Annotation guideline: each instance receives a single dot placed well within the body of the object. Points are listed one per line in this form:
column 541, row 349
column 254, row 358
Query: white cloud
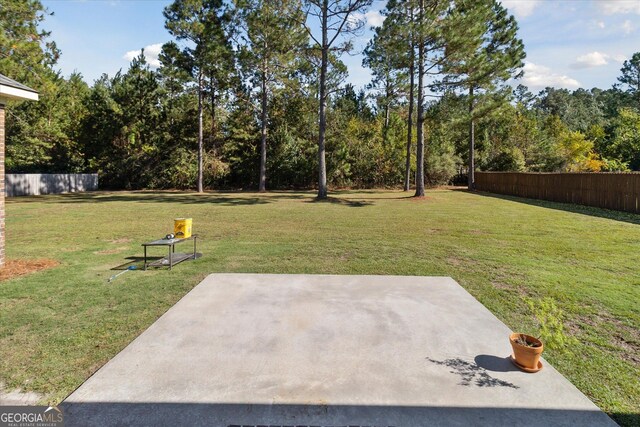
column 619, row 58
column 627, row 27
column 611, row 7
column 596, row 59
column 151, row 54
column 373, row 18
column 538, row 77
column 521, row 8
column 590, row 60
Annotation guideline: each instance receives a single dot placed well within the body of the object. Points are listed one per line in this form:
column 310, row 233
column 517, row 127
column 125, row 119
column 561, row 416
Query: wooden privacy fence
column 617, row 191
column 33, row 184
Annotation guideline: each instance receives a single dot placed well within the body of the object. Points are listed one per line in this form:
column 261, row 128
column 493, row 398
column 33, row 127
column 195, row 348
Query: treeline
column 251, row 95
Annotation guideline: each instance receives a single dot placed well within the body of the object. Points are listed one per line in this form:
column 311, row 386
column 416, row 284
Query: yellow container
column 182, row 227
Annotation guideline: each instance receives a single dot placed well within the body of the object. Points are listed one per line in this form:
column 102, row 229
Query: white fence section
column 33, row 184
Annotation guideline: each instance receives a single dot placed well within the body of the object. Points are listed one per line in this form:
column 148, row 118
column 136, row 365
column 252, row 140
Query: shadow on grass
column 341, row 201
column 137, row 262
column 567, row 207
column 160, row 197
column 277, row 415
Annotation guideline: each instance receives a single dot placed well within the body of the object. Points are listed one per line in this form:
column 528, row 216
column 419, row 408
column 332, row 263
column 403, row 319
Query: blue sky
column 569, row 43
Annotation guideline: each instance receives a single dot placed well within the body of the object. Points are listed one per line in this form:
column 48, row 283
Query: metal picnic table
column 173, row 258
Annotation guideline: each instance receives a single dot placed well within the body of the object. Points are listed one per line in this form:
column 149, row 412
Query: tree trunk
column 420, row 124
column 200, row 186
column 213, row 113
column 322, row 167
column 472, row 166
column 412, row 84
column 263, row 135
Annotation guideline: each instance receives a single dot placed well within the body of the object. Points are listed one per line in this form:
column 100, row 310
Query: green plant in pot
column 527, row 349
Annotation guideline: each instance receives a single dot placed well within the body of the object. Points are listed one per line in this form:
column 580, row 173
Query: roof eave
column 12, row 93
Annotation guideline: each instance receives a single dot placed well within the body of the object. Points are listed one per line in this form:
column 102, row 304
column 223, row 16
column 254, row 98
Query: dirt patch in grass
column 110, row 251
column 21, row 267
column 120, row 240
column 18, row 397
column 619, row 334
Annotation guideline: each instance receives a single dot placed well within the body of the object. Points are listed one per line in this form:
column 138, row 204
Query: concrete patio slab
column 303, row 350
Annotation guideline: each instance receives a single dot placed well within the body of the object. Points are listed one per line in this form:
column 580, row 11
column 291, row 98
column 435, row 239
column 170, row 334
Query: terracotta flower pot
column 527, row 358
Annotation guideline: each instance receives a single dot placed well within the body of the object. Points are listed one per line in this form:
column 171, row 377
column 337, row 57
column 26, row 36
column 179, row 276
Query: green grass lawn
column 58, row 326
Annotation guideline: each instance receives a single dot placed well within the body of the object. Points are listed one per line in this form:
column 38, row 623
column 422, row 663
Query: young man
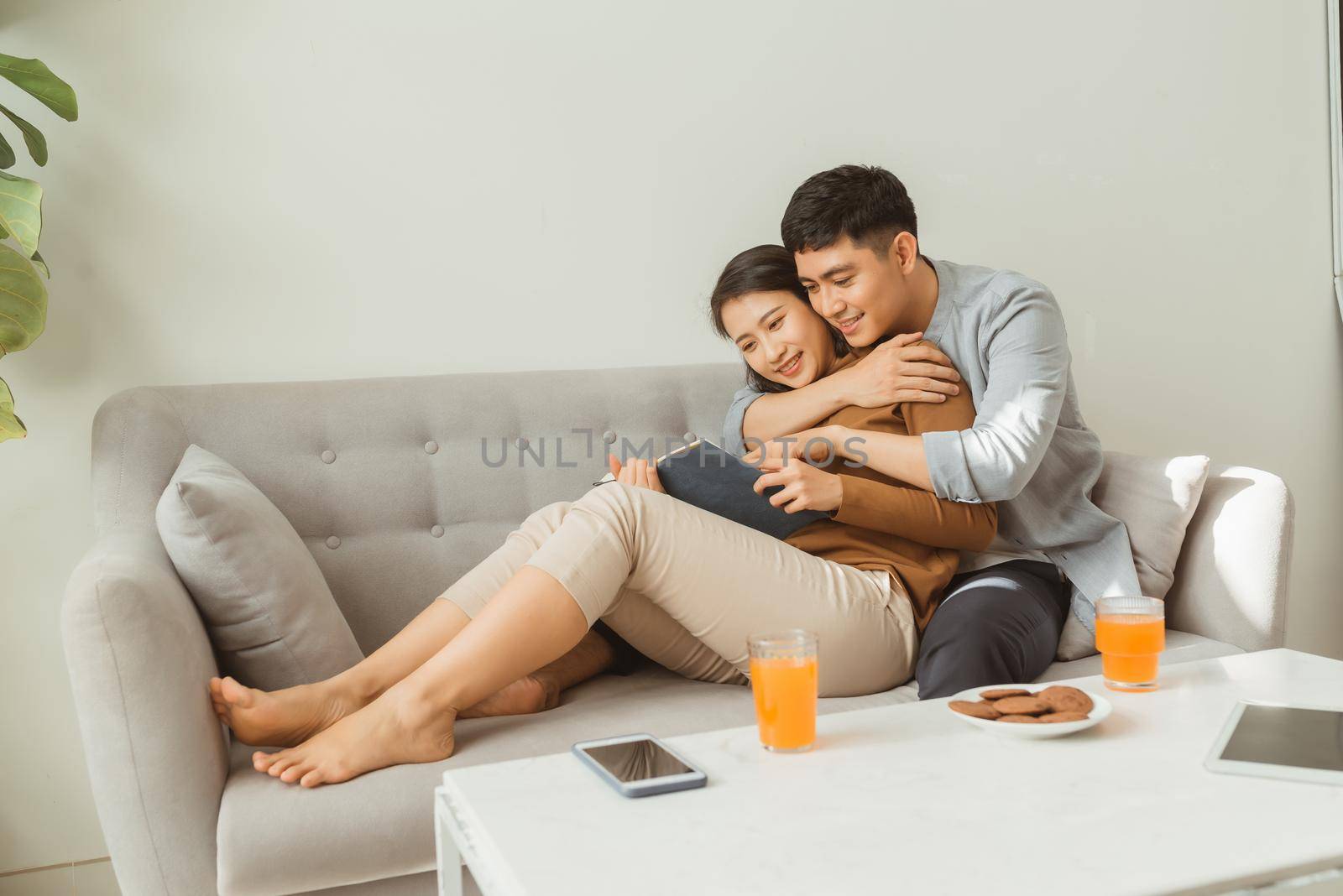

_ _ _ _

| WORK ORDER |
Line by line and exactly, write out the material above. Skip the pictures.

| ANSWER BOX |
Annotation guideline: each instance receives a single dot placed well within the body of the object. Points are listed one per line in this form:
column 541, row 349
column 254, row 358
Query: white cloud
column 619, row 58
column 627, row 27
column 611, row 7
column 596, row 59
column 151, row 54
column 373, row 18
column 538, row 77
column 521, row 8
column 590, row 60
Annotation guideline: each instance receives a single dot placed well within the body of the object. Points are listed one per line in this form:
column 310, row 233
column 517, row 127
column 125, row 119
column 561, row 416
Query: wooden privacy fence
column 617, row 191
column 33, row 184
Annotation guideline: each instance receives a single dot placed well within the body of the object. Points are listed one per line in this form:
column 261, row 128
column 493, row 398
column 33, row 127
column 195, row 348
Query: treeline
column 251, row 95
Annotation guideline: each instance receives a single dot placed well within the body of the object. Points are listed one per line in this form:
column 311, row 386
column 416, row 284
Query: yellow container
column 182, row 227
Annotation guideline: each instance receives a single dot placed well within the body of the object. Points are listed one per line in this form:
column 102, row 229
Query: white fence section
column 33, row 184
Annotation guideline: each instance receives a single dot placed well within the body of the object. Points are listed one per line in this form:
column 148, row 118
column 136, row 365
column 252, row 140
Query: shadow on grass
column 341, row 201
column 137, row 262
column 567, row 207
column 160, row 197
column 277, row 415
Annotation guideline: each instance receives a single dot placed well within the body of the object. Points are listed one per line in this form:
column 528, row 216
column 419, row 408
column 332, row 263
column 403, row 319
Query: blue sky
column 569, row 43
Annotation guideline: each instance receives a single dot placed well within the body of the object. Points are listed one per line in this form:
column 48, row 283
Query: metal picnic table
column 173, row 258
Annotation guideline: each instance receives a single dot placed well within the body of the object. Points are listed one per line in this form:
column 149, row 412
Query: tree trunk
column 420, row 124
column 200, row 186
column 213, row 113
column 322, row 167
column 472, row 166
column 412, row 84
column 263, row 135
Annotation guideline: each instance receives a single dot placed well within the body of the object. Points are listed one per line in this form:
column 100, row 310
Query: green plant in pot
column 527, row 349
Annotation guideline: each instance receives a single dot placed well within the body of the object. Points are listed one per line in this form:
column 580, row 173
Query: roof eave
column 12, row 93
Annotation guideline: each instance receives a single dot placed well within the body of the object. Points are listed one per line in this form:
column 102, row 304
column 223, row 16
column 254, row 98
Query: dirt patch in grass
column 110, row 251
column 21, row 267
column 120, row 240
column 18, row 397
column 619, row 334
Annotation guideline: each instance receives a single dot placed well within the body of the object. Points are listed one per line in this form:
column 138, row 204
Query: concrete patio slab
column 303, row 350
Annotation guideline: each instance receives a single dot placed well within the body of the object. Points are listed one per line in this form:
column 580, row 11
column 291, row 98
column 435, row 239
column 170, row 334
Query: terracotta flower pot
column 527, row 358
Annotation guideline: each instance receives a single dot placed well within the body of the object. Points are listed one per line in this form:
column 171, row 377
column 337, row 57
column 26, row 36
column 179, row 276
Query: green grass lawn
column 58, row 326
Annotation guideline: each instance receives a single dot placed well within the body of the object. Points are listed one per line in this form:
column 38, row 623
column 422, row 663
Query: young man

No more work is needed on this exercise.